◆ About this exercise: Note each line of the listing that contains the string "glass", and copy it.

◆ Records for the exercise:
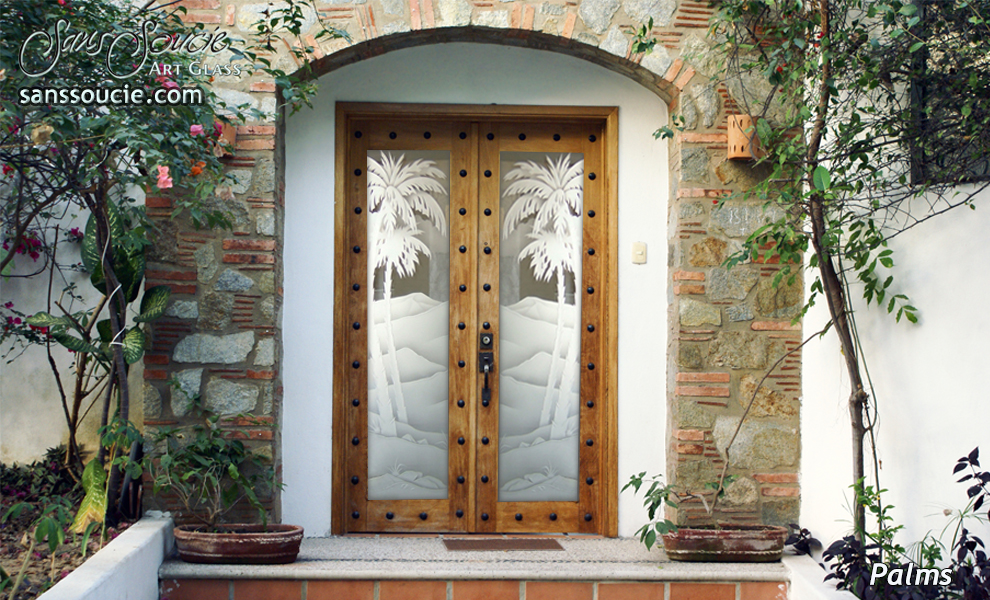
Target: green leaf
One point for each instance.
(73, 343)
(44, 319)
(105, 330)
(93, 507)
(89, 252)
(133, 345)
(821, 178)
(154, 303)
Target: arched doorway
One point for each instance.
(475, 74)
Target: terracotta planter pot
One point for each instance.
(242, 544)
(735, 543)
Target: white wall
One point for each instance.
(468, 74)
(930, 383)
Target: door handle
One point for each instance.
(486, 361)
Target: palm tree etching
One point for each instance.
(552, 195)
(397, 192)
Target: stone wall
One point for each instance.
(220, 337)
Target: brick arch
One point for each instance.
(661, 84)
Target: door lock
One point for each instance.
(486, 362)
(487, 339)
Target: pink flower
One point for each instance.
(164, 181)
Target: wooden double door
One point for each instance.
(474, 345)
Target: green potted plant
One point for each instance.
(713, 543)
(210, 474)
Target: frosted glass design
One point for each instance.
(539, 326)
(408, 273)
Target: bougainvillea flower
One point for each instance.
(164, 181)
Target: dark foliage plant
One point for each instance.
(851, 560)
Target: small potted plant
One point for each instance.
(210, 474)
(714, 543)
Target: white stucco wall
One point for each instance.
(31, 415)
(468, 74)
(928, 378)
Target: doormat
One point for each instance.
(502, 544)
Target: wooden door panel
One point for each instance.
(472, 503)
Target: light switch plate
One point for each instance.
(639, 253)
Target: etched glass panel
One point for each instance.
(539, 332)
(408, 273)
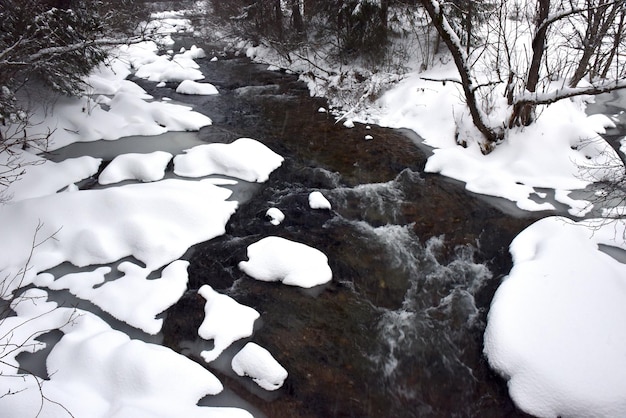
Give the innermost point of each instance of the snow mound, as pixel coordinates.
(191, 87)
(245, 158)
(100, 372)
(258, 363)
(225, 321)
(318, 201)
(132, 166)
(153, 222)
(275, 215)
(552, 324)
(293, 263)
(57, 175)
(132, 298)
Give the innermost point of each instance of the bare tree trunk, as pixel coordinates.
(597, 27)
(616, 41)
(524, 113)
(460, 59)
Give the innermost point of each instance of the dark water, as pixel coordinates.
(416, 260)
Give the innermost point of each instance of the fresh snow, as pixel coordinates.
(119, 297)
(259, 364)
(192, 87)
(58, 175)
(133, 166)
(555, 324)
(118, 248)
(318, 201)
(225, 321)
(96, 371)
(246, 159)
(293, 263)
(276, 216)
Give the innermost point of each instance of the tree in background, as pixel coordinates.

◆ Expected answer:
Target: frosted glass design
Target: etched glass panel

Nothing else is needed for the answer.